## Textauszug
'''
Alleine diese fünf Parameter dokumentieren, dass modernes und proaktives Leerstandsmanagement nicht nur wirtschaftlich sinnvoll ist, sondern auch zur sozialen, kulturellen und ökologischen Bereicherung von Städten führen kann.

Die Rolle der Stadtverwaltung

Die Stadtverwaltung, oftmals represäntiert durch ein Stadtmarketing oder beispielsweise eine Wirtschaftsförderung, spielt eine zentrale Rolle in der Neugestaltung leerstehender Räume. Durch die Zusammenarbeit verschiedener Fachbereiche wie Stadt- und Verkehrsplanung, Tourismus und Ordnungsbehörden kann ein integrativer Ansatz entwickelt werden, der auf die spezifischen Bedürfnisse und Potenziale eines jeden Leerstands eingeht. Entscheidend ist dabei eine politische Haltung und das spürbare Interesse samt einem Bekenntnis zu monetären Investitionen durch ein Stadtparlament.
'''
## Aufgaben
• A. Übersetze den folgenden Satz aus dem Textauszug ins Englische: „Alleine diese fünf Parameter dokumentieren, dass modernes und proaktives Leerstandsmanagement nicht nur wirtschaftlich sinnvoll ist, sondern auch zur sozialen, kulturellen und ökologischen Bereicherung von Städten führen kann.“
• B. Prüfe, ob die folgenden Aussagen mit dem Textauszug übereinstimmen. Antworte jeweils mit Ja oder Nein und zitiere die entscheidenden Wörter des Textauszugs.
(i) Proaktives Leerstandsmanagement ist ausschließlich wirtschaftlich sinnvoll.
(ii) Der Tourismus wird als einer der zusammenarbeitenden Fachbereiche genannt.
(iii) Die Stadtverwaltung spielt bei der Neugestaltung leerstehender Räume nur eine Nebenrolle.
• C. Gib den Abschnitt des Textauszugs von „Alleine diese fünf“ bis einschließlich „durch ein Stadtparlament.“ wortgetreu wieder.

## Aufgelistete Einträge
'''
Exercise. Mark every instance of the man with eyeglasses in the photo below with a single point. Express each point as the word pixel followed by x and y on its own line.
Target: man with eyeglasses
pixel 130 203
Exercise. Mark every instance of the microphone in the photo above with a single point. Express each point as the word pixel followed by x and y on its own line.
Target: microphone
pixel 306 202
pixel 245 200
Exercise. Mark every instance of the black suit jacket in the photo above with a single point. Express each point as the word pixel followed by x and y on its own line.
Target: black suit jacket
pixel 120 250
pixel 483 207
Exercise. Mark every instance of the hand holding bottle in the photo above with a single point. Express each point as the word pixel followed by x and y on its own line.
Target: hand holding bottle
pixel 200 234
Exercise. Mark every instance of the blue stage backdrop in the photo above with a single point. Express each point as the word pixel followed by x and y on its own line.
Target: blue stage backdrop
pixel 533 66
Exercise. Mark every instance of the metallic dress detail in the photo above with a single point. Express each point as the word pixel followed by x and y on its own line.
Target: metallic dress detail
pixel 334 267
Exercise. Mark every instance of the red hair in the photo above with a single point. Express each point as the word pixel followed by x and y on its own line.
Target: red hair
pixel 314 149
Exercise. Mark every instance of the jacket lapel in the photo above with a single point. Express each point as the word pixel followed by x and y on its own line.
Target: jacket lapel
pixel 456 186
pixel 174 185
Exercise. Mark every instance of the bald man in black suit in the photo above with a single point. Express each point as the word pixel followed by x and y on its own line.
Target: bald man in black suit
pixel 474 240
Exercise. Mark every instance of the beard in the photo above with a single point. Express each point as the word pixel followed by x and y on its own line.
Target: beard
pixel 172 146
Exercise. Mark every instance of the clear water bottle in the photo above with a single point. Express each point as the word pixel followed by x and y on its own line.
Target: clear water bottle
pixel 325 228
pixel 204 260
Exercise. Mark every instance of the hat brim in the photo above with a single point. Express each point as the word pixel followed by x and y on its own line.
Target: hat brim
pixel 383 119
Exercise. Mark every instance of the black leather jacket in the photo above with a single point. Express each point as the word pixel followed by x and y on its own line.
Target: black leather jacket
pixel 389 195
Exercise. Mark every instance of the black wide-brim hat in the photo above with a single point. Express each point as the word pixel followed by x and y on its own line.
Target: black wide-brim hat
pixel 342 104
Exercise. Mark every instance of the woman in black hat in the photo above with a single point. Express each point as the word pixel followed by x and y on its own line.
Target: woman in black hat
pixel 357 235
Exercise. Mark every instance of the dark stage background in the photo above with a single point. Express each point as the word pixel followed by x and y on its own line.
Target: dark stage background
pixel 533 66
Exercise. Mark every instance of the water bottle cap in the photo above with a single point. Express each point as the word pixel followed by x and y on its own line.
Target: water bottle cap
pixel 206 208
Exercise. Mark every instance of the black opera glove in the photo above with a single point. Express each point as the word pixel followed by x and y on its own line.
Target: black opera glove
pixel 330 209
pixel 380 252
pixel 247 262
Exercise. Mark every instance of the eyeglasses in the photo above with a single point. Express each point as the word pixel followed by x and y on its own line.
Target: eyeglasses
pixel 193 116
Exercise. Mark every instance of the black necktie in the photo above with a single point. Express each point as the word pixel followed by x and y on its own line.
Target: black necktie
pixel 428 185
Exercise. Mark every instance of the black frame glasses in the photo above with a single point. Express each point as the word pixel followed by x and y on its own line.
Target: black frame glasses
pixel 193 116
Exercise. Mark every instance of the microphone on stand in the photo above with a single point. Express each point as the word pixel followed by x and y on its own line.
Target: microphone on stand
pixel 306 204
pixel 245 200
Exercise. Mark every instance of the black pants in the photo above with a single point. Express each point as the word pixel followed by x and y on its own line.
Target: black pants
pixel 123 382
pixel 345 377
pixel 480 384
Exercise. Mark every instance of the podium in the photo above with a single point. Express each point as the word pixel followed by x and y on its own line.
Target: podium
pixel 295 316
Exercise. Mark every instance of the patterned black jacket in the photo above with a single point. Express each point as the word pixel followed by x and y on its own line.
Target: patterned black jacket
'''
## Lösungen
• A. These five parameters alone document that modern and proactive vacancy management is not only economically sensible but can also lead to the social, cultural and ecological enrichment of cities.

• B.
(i) Nein: „nicht nur wirtschaftlich sinnvoll ist, sondern auch zur sozialen, kulturellen und ökologischen Bereicherung von Städten führen kann“
(ii) Ja: „Stadt- und Verkehrsplanung, Tourismus und Ordnungsbehörden“
(iii) Nein: „spielt eine zentrale Rolle in der Neugestaltung leerstehender Räume“

• C.
Alleine diese fünf Parameter dokumentieren, dass modernes und proaktives Leerstandsmanagement nicht nur wirtschaftlich sinnvoll ist, sondern auch zur sozialen, kulturellen und ökologischen Bereicherung von Städten führen kann.

Die Rolle der Stadtverwaltung

Die Stadtverwaltung, oftmals represäntiert durch ein Stadtmarketing oder beispielsweise eine Wirtschaftsförderung, spielt eine zentrale Rolle in der Neugestaltung leerstehender Räume. Durch die Zusammenarbeit verschiedener Fachbereiche wie Stadt- und Verkehrsplanung, Tourismus und Ordnungsbehörden kann ein integrativer Ansatz entwickelt werden, der auf die spezifischen Bedürfnisse und Potenziale eines jeden Leerstands eingeht. Entscheidend ist dabei eine politische Haltung und das spürbare Interesse samt einem Bekenntnis zu monetären Investitionen durch ein Stadtparlament.